* _AIM OF THE TASK_
If a line of the records contains the word "single", list it.

* _EXERCISE DATA_
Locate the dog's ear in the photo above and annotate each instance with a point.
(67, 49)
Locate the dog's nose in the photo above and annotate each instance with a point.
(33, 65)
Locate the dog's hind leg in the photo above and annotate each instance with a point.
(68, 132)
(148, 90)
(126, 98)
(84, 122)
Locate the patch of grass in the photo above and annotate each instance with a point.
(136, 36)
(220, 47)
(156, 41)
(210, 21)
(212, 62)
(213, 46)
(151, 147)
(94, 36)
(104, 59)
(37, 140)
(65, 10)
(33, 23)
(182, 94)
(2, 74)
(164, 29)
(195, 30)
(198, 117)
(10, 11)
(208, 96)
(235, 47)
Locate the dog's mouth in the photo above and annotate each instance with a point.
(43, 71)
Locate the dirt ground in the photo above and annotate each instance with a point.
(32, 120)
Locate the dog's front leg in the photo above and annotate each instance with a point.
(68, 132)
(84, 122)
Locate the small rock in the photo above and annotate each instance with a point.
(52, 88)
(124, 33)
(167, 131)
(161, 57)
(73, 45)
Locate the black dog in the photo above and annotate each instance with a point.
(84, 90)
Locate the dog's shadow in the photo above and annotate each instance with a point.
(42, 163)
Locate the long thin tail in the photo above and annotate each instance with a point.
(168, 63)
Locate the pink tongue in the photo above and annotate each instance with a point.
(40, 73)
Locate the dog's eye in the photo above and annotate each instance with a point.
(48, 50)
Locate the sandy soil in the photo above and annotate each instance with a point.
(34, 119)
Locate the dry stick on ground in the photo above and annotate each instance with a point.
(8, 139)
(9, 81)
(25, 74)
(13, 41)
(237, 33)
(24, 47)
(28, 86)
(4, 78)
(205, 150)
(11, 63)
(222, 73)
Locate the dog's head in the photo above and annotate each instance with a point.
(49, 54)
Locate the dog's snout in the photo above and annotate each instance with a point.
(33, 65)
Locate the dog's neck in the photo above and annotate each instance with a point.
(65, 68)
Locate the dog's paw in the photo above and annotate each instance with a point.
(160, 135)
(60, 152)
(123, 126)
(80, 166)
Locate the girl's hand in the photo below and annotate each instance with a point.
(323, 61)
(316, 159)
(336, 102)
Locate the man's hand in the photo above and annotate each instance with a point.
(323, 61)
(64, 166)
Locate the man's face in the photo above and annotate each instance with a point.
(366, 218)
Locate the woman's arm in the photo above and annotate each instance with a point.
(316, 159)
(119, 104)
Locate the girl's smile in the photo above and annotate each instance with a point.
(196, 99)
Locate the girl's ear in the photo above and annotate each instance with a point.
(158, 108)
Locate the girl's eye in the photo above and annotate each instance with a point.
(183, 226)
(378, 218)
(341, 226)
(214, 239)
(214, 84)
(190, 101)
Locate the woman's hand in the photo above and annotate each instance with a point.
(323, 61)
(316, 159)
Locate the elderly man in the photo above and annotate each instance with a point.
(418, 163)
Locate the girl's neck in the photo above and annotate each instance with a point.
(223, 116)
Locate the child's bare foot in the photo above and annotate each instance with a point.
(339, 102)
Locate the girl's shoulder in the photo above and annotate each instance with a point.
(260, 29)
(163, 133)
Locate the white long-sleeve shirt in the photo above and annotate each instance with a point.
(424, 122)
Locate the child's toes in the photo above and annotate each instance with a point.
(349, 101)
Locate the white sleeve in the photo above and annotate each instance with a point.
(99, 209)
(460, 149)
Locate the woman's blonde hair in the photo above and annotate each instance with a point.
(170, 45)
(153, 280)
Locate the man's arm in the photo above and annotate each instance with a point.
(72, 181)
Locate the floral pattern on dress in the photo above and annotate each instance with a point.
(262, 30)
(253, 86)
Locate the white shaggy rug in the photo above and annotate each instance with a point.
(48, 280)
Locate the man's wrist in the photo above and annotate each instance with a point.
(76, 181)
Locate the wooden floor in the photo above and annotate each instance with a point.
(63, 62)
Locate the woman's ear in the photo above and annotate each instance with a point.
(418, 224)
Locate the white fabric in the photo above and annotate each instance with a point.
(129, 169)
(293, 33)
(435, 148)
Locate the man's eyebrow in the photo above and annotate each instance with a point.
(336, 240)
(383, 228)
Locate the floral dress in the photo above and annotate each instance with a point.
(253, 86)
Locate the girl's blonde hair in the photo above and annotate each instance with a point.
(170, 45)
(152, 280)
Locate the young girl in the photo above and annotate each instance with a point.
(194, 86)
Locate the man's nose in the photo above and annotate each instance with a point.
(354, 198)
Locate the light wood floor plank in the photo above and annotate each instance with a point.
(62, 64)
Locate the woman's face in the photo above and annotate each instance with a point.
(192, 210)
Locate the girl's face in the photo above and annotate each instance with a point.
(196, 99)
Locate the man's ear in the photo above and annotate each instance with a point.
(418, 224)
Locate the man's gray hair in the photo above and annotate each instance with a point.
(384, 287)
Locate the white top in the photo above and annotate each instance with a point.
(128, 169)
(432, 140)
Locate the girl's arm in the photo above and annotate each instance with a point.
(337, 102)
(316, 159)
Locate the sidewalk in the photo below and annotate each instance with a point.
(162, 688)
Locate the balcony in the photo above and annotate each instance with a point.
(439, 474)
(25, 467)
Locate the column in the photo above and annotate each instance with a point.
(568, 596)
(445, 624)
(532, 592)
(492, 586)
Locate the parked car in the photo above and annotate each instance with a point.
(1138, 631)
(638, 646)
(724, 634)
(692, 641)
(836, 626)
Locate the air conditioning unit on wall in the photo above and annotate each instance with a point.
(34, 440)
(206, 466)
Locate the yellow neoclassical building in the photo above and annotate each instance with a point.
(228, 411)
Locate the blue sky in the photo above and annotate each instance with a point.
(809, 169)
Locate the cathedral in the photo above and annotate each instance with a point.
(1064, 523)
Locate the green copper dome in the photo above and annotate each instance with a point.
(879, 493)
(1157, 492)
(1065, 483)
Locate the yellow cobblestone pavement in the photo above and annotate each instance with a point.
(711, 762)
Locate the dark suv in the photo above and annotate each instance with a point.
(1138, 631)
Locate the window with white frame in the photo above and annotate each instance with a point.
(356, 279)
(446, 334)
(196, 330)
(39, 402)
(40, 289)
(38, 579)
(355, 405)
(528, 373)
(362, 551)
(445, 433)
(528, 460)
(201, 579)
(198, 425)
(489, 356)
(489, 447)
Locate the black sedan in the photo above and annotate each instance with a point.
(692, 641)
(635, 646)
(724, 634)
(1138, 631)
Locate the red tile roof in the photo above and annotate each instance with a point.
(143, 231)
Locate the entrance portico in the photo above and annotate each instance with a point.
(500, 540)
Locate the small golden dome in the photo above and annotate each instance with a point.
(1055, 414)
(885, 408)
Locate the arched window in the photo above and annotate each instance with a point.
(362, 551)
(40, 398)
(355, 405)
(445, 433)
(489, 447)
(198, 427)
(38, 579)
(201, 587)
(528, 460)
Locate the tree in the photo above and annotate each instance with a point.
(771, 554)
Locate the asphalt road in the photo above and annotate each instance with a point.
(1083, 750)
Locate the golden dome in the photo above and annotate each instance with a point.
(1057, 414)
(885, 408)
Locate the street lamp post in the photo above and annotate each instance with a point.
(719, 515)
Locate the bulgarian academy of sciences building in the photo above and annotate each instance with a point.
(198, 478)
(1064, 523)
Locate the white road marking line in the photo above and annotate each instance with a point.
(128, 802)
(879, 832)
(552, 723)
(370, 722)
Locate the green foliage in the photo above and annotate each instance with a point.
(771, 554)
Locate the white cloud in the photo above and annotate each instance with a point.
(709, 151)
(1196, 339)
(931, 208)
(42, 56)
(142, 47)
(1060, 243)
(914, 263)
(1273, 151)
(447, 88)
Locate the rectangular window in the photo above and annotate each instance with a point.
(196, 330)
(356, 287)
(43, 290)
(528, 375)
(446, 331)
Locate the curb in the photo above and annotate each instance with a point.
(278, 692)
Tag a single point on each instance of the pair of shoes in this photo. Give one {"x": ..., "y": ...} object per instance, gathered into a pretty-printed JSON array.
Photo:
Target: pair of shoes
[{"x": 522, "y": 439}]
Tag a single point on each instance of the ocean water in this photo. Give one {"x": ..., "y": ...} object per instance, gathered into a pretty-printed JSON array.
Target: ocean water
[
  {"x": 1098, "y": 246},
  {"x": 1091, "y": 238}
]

* _SOLUTION_
Tag a single point on each instance of the pair of shoes in this photo. Give one {"x": ..., "y": ...} object per instance, gathered into a pretty-printed JSON array.
Tag a single point on each instance of the ocean water in this photo. Give one {"x": ..., "y": ...} object per instance, gathered into a pretty-printed JSON array.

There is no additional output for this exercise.